::: Records to process :::

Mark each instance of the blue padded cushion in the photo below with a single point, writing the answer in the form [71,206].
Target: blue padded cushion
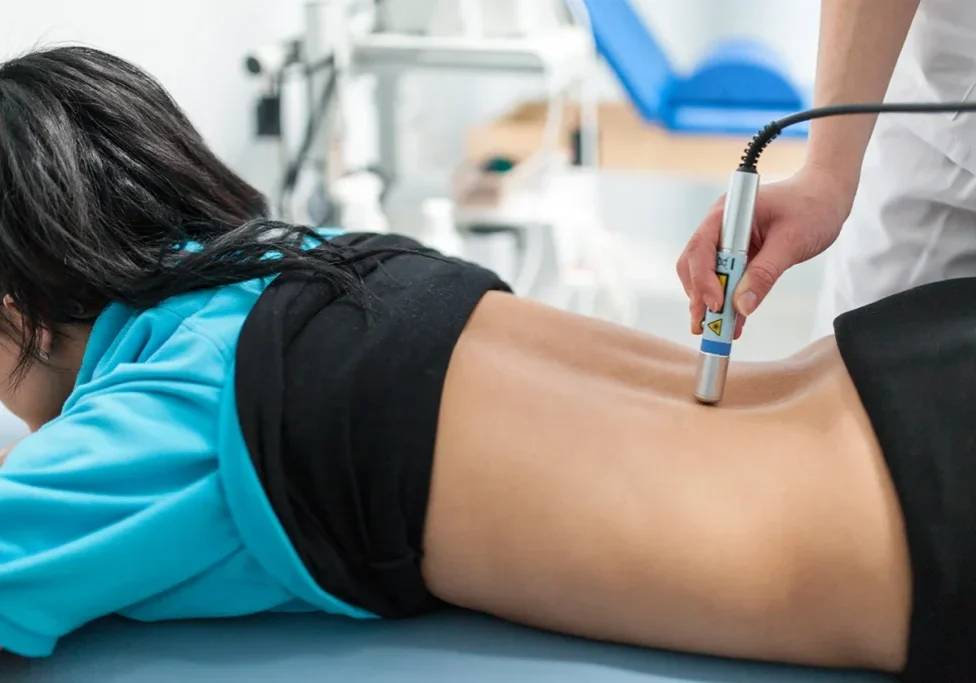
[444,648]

:::
::: Records to process :::

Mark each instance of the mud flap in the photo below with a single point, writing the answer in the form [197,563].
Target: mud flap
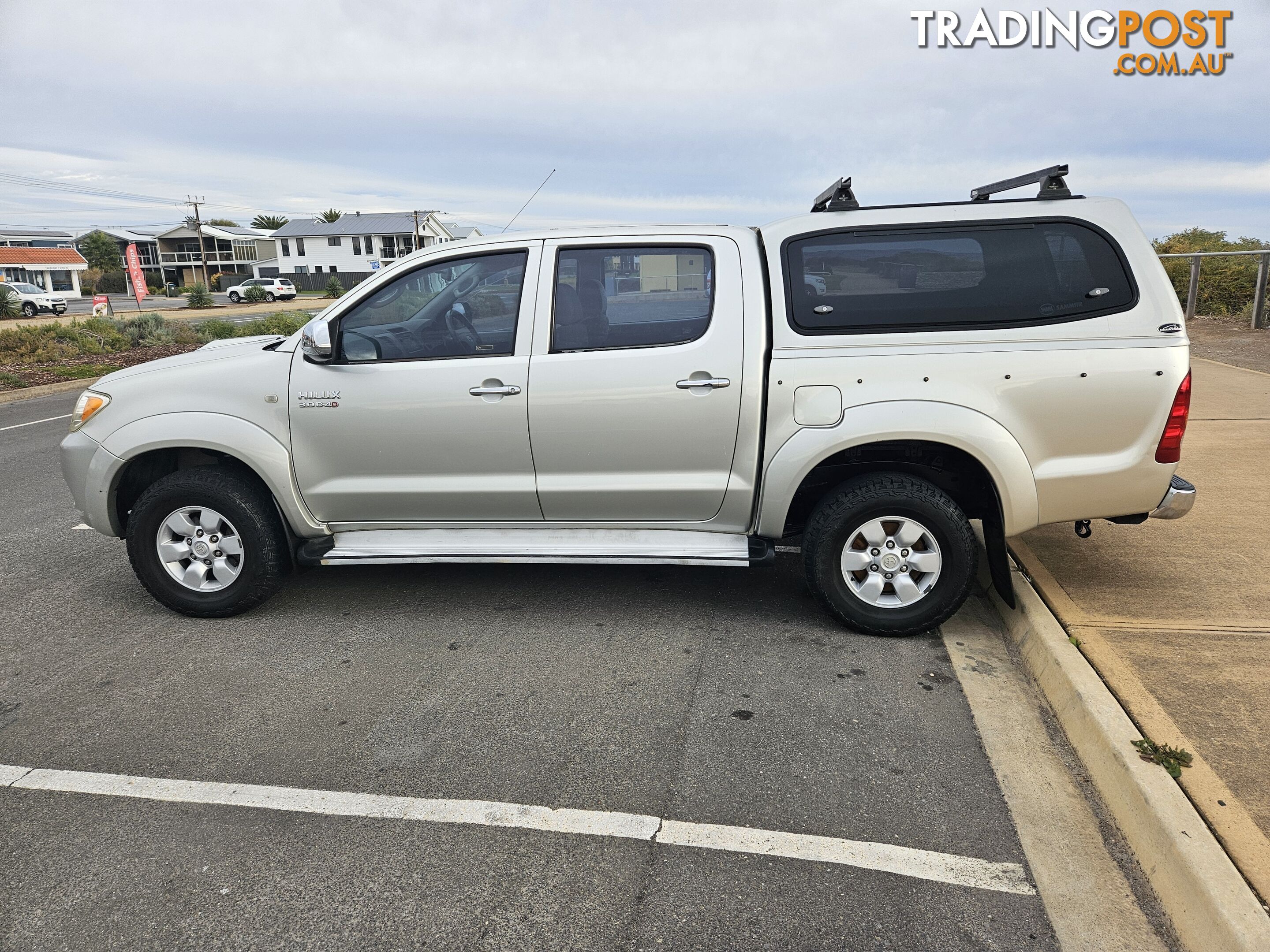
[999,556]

:::

State how many lines of the data above contain the string "flap", treating uppercase and lowercase letters as distinct. Give only the number.

2